Instructions to follow –
Copy out the entries word for word, leaving images aside.

Extracted data entries:
____

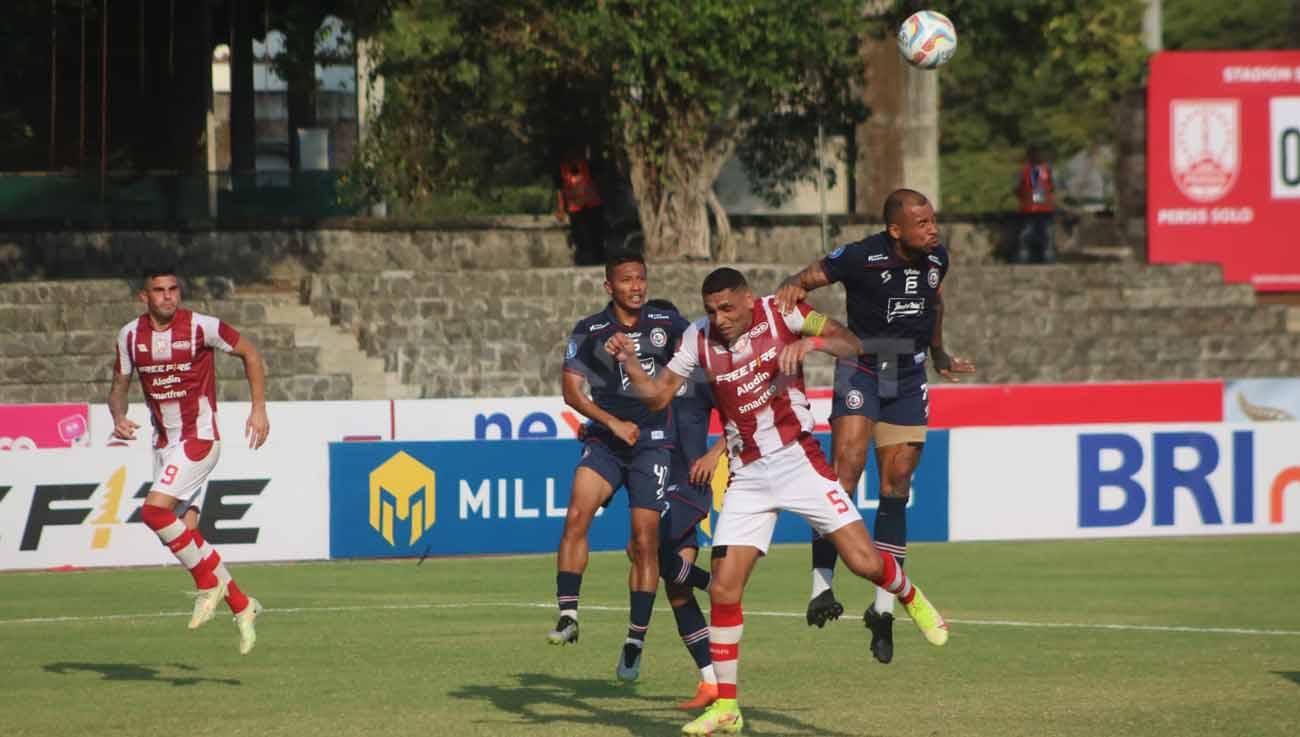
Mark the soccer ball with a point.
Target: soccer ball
(927, 39)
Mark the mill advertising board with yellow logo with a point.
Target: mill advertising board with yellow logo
(394, 499)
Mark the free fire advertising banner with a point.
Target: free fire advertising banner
(1223, 164)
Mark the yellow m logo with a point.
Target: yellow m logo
(406, 488)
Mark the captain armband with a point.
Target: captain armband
(813, 324)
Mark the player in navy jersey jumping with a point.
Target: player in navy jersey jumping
(624, 445)
(689, 499)
(892, 282)
(170, 349)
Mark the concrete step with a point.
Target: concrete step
(341, 354)
(278, 389)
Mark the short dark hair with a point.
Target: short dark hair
(156, 271)
(622, 258)
(662, 304)
(722, 278)
(900, 199)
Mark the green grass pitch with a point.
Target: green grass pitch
(1143, 637)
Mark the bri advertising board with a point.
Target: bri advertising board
(79, 507)
(1125, 481)
(502, 497)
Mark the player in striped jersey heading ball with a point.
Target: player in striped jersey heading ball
(753, 356)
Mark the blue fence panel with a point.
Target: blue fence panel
(494, 497)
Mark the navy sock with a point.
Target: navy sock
(567, 586)
(641, 605)
(677, 569)
(823, 553)
(892, 527)
(693, 631)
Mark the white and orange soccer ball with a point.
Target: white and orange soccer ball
(927, 39)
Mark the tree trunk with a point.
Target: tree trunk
(726, 242)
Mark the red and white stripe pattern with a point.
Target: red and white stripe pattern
(177, 373)
(898, 551)
(727, 624)
(181, 541)
(893, 580)
(762, 410)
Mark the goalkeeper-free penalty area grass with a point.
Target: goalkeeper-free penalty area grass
(1096, 638)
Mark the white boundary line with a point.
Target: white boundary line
(609, 608)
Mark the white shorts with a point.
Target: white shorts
(182, 477)
(794, 478)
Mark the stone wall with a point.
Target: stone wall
(251, 255)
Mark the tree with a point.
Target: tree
(672, 89)
(1045, 72)
(1238, 25)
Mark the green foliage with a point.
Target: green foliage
(1242, 24)
(481, 95)
(1044, 72)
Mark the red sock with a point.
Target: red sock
(893, 580)
(726, 625)
(204, 573)
(235, 599)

____

Output of the exercise –
Mark the soccer ball with a point.
Target: soccer ball
(927, 39)
Mark the mill advertising board with yellow logo with a point.
Target: mill advertising board with yellow logo
(394, 499)
Mark the free fire advertising banner with a point.
Target: free fire advertising banner
(1223, 164)
Mark the yellow m logo with a point.
Target: yellow m logo
(406, 488)
Mark the captain armband with a point.
Target: captain armband
(813, 324)
Mark the player in navy jersey jumping with a point.
Target: player in navy jersey jumping
(624, 445)
(689, 499)
(892, 282)
(170, 349)
Mark the concrete step with a point.
Target: concrete step
(341, 354)
(278, 389)
Mark the short dark hair with a point.
Target: short dark hair
(156, 271)
(622, 258)
(662, 304)
(722, 278)
(900, 199)
Mark the green grass pitch with a point.
Target: green grass pitch
(1143, 637)
Mark the bri advertising board with a point.
Target: bri advertising board
(79, 507)
(1125, 481)
(502, 497)
Mark the player in striped jersey heading ball with a point.
Target: player in striped jersey heading ball
(753, 356)
Mark the blue fence panel with a point.
Target: blue fence panel
(494, 497)
Mark the navy sock with a point.
Target: navy sock
(567, 586)
(641, 605)
(677, 569)
(823, 553)
(892, 527)
(693, 631)
Mark the white and orange soccer ball with a point.
Target: white and orange soccer ball
(927, 39)
Mark the tree trunk with a point.
Target: tree trunk
(726, 242)
Mark the red and white stripe pattern with a point.
Target: red and white stripe pattern
(177, 373)
(898, 551)
(727, 624)
(181, 541)
(893, 580)
(762, 410)
Mark the goalkeeper-free penalty area grass with a point.
Target: goalkeeper-free penalty area grass
(1096, 638)
Mark the white boundary line with a point.
Target: white boundary line
(609, 608)
Mark the white shorts with a point.
Target: white shorts
(182, 477)
(794, 478)
Mark the stone wall with a point.
Target: stone wall
(251, 255)
Mark the tree with a point.
Target: tree
(672, 89)
(1045, 72)
(1238, 25)
Mark the green foliage with a point.
Target: green foliage
(1242, 24)
(481, 95)
(1044, 72)
Mark the red sock with a point.
Target: red sock
(893, 580)
(726, 625)
(204, 573)
(235, 599)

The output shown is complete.